Document section -

Oxidative stress arises from an imbalance between reactive oxygen species (ROS) production and the body's antioxidant defense mechanisms. In the kidneys, excessive oxidative stress can lead to endothelial dysfunction, mitochondrial damage, and increased inflammation, all of which contribute to renal disease progression. Patients with diabetes and CKD often exhibit high oxidative stress levels, exacerbating renal impairment and cardiovascular complications. Targeting oxidative stress has become a critical strategy in slowing kidney disease progression [2].

SGLT2 inhibitors, such as empagliflozin, dapagliflozin, and canagliflozin, were initially developed as antihyperglycemic agents. However, clinical trials, including EMPA-REG OUTCOME, CREDENCE, and DAPA-CKD, have demonstrated their renoprotective effects independent of glucose lowering. These benefits include reduced albuminuria, preservation of glomerular filtration rate (GFR), and decreased risk of CKD progression. Notably, the antioxidant properties of SGLT2 inhibitors play a crucial role in these protective mechanisms [3].

SGLT2 inhibitors contribute to oxidative stress modulation through several mechanisms. First, they reduce mitochondrial dysfunction by lowering ROS production, thereby preserving cellular energy metabolism in renal cells. Second, these inhibitors enhance autophagy, a process that removes damaged cellular components and maintains kidney homeostasis. Third, SGLT2 inhibition reduces inflammation and fibrosis by downregulating pro-inflammatory cytokines and oxidative stress-related signaling pathways, such as the nuclear factor-kappa B (NF-κB) and NLRP3 inflammasome [4].

Mitochondria are vital for energy production in renal tubular cells, but they are also primary sources of oxidative stress. SGLT2 inhibitors improve mitochondrial efficiency by reducing ROS generation and promoting adaptive responses such as increased mitochondrial biogenesis and improved electron transport chain function. This mitochondrial protection contributes to the overall improvement in renal function and slows disease progression [5].

Another critical aspect of SGLT2 inhibitors' nephroprotective effects is their ability to improve renal hemodynamics. These drugs reduce intraglomerular pressure by promoting afferent arteriolar vasoconstriction and efferent arteriolar vasodilation. This hemodynamic shift decreases oxidative stress-induced damage to glomerular cells, reducing proteinuria and slowing the progression of CKD [6].

Chronic inflammation is a hallmark of CKD, driven in part by oxidative stress. SGLT2 inhibitors exhibit anti-inflammatory properties by lowering levels of pro-inflammatory markers such as tumor necrosis factor-alpha (TNF-α) and interleukin-6 (IL-6). This reduction in systemic inflammation not only benefits kidney health but also decreases the risk of cardiovascular events commonly associated with CKD [7].

Given records -
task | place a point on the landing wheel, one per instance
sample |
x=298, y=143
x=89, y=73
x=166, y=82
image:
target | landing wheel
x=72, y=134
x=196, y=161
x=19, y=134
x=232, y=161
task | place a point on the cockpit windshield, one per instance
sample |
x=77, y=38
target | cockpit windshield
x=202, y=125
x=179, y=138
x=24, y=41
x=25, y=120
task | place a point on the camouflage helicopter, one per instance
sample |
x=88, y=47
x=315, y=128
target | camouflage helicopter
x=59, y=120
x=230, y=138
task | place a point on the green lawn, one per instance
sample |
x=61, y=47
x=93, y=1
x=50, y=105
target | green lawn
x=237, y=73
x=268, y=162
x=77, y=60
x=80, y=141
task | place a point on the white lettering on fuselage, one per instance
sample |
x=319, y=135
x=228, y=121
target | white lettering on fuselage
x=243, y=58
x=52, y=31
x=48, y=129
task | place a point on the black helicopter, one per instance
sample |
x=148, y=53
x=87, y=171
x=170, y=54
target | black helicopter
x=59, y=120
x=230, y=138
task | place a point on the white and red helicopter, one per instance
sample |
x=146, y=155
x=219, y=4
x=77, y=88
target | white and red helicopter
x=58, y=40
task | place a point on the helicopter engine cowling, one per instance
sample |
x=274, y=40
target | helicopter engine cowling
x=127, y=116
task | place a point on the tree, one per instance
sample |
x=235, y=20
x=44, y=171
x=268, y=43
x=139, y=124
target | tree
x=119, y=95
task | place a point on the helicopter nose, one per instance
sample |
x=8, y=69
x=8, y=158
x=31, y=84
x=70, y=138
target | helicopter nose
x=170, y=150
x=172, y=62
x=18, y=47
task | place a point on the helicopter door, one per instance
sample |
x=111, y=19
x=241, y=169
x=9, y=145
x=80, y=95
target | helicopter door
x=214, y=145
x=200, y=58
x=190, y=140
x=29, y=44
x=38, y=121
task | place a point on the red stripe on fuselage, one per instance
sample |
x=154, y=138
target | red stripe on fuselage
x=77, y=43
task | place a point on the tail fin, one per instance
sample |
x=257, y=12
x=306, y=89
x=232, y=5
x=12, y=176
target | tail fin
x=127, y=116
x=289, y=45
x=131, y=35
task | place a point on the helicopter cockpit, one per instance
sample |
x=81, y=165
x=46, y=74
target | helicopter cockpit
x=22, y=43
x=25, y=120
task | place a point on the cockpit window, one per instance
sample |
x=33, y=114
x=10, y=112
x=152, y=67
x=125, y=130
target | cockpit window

Task item A - Copy out the part of the passage on SGLT2 inhibitors and oxidative stress starting at "SGLT2 inhibitors contribute" and ending at "NLRP3 inflammasome [4].".
Task item B - In the passage on SGLT2 inhibitors and oxidative stress, which pro-inflammatory markers are SGLT2 inhibitors said to lower?

Exercise answer A -
SGLT2 inhibitors contribute to oxidative stress modulation through several mechanisms. First, they reduce mitochondrial dysfunction by lowering ROS production, thereby preserving cellular energy metabolism in renal cells. Second, these inhibitors enhance autophagy, a process that removes damaged cellular components and maintains kidney homeostasis. Third, SGLT2 inhibition reduces inflammation and fibrosis by downregulating pro-inflammatory cytokines and oxidative stress-related signaling pathways, such as the nuclear factor-kappa B (NF-κB) and NLRP3 inflammasome [4].

Exercise answer B - Tumor necrosis factor-alpha (TNF-α) and interleukin-6 (IL-6).